[Opening Extracted text section]
Jeremiah (Jerry) T. Kearns (c.1858-May 26, 1941) was a Canadian general store keeper who co-founded the Chesterville gold mine.

Kearns was born in Finch, Ontario and relocated to Chesterville where he ran the townships general store. In 1906, he was part of a group of prospectors who discovered gold and co-founded Chesterfield Larder Lake Gold Mining Company. Financial and logistical challenges delayed his group from opening a gold mine until 1939.

Kearns died in Montreal in 1941, and the community of Kearns in McGarry, Ontario is named after him.

== Family life ==
Kearns was born in Finch Township, Ontario and relocated to Chesterville in 1888.

Kearns and his wife had three sons. Leo. J. Kearns grew up to take over the family mining business, Hulbert Kearns studied medicine at McGill University and became a physician in Detroit, Walter Patrick Kearns died in 1922 aged 29.

== Career ==
In Chesterville, Kearns operated the general store and served on the village council from 1917 to 1918.

In 1906, Herman Hummel, Jesse Elliot, Wesley Barkley and Kearns went prospecting for gold near Lake Present in Ontario. Hummel spotted a white crystal in a rock and with Kearns removed it from a cliff face and broke it open to discovered gold. Staking claim T. 1,860 was officially registered in Kearn's name. The group informally renamed Lake Present (as it was known to Indigenous peoples) as Larder Lake. The group incorporated the Chesterfield Larder Lake Gold Mining Company on March 20, 1907.

The company struggled to raise finances and initially used their land as a muskrat farm. In 1937 they raised sufficient financing to open the Chesterville gold mine. Kearns became the treasurer of the company when it became more active.

== Retirement, death and legacy ==
After retiring from shop keeping, Kearns and his wife relocated to Toronto.

Kearns died in hospital in Montreal on May 26, 1941, aged 83 or 84. The community of Kearns in McGarry township, Ontario is named after him.
[Closing Extracted text section]
[Opening Data section section]
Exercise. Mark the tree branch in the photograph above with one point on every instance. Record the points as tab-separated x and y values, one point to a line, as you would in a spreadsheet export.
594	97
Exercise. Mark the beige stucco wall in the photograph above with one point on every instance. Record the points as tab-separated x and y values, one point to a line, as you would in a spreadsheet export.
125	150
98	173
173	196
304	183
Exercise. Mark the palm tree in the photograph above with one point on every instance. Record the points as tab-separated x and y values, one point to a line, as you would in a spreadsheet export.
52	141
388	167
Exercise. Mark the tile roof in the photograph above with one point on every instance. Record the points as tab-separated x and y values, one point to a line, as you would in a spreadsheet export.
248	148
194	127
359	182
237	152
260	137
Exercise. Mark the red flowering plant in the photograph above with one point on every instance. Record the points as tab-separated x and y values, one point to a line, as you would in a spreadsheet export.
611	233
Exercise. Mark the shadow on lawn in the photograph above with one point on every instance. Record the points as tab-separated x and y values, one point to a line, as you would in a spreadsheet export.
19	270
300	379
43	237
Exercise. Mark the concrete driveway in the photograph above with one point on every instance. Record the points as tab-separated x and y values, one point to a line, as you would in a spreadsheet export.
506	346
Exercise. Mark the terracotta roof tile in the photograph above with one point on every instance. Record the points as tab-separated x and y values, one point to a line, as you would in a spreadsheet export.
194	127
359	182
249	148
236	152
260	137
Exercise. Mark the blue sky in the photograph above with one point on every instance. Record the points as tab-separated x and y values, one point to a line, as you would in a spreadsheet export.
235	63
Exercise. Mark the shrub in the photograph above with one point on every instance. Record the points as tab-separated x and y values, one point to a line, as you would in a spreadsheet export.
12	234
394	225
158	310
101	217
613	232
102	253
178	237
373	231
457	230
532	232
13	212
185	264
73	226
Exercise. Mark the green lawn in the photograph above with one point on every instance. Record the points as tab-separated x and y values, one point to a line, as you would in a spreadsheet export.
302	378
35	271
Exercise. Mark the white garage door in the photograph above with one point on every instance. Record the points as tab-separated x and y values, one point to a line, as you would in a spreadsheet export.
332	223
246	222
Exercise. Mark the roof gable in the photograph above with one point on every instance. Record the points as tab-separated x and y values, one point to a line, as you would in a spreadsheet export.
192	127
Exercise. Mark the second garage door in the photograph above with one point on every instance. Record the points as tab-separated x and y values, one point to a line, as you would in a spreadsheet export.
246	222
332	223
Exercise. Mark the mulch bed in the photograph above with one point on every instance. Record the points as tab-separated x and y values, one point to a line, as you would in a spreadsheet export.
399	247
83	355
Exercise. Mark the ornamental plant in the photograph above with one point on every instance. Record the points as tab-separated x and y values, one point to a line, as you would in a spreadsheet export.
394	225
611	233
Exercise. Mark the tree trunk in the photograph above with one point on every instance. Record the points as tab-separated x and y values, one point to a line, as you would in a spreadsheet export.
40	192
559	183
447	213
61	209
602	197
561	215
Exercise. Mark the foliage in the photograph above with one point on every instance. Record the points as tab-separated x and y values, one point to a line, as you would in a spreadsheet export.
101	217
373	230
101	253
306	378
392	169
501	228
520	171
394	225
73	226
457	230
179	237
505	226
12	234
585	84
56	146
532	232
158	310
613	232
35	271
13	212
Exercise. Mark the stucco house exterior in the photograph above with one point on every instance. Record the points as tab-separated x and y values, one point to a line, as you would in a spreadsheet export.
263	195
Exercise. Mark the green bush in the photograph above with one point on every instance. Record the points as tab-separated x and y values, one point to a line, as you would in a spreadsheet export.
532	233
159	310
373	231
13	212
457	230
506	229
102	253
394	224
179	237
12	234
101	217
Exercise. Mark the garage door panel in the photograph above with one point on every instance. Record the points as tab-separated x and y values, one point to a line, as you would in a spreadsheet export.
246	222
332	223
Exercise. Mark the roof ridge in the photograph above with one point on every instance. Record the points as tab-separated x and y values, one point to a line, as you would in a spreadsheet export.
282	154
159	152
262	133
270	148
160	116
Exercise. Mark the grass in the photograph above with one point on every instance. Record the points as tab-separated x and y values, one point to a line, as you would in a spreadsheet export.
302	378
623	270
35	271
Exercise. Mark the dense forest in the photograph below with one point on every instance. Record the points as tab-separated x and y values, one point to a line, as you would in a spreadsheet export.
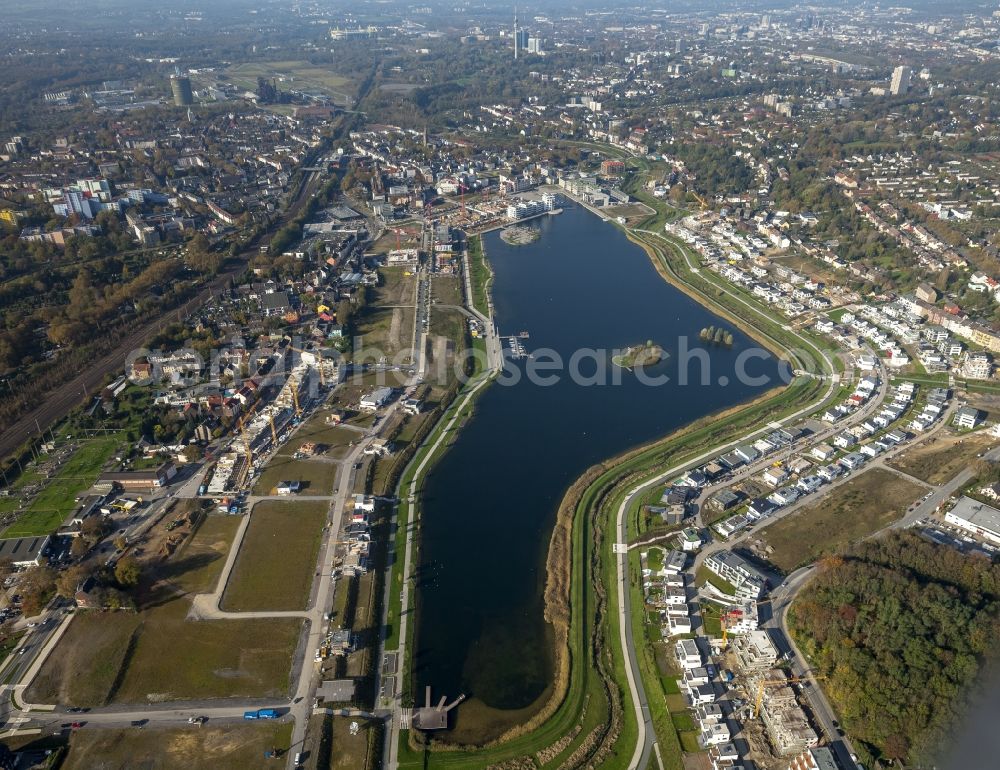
[Closing Data section section]
Required action 1: From the Kearns biography, reproduce everything from "The company struggled" down to "township, Ontario is named after him." verbatim.
Required action 2: According to the Kearns biography, why did Kearns's group take so long to open a gold mine after discovering gold? Answer in one to three sentences.
Required action 3: In the Kearns biography, in which city did Hulbert Kearns become a physician?
Draw solely on the Kearns biography above when responding.

Worked solution 1:
The company struggled to raise finances and initially used their land as a muskrat farm. In 1937 they raised sufficient financing to open the Chesterville gold mine. Kearns became the treasurer of the company when it became more active.

== Retirement, death and legacy ==
After retiring from shop keeping, Kearns and his wife relocated to Toronto.

Kearns died in hospital in Montreal on May 26, 1941, aged 83 or 84. The community of Kearns in McGarry township, Ontario is named after him.

Worked solution 2: Financial and logistical challenges delayed the opening of the mine. The company struggled to raise finances and at first used its land as a muskrat farm.

Worked solution 3: Detroit.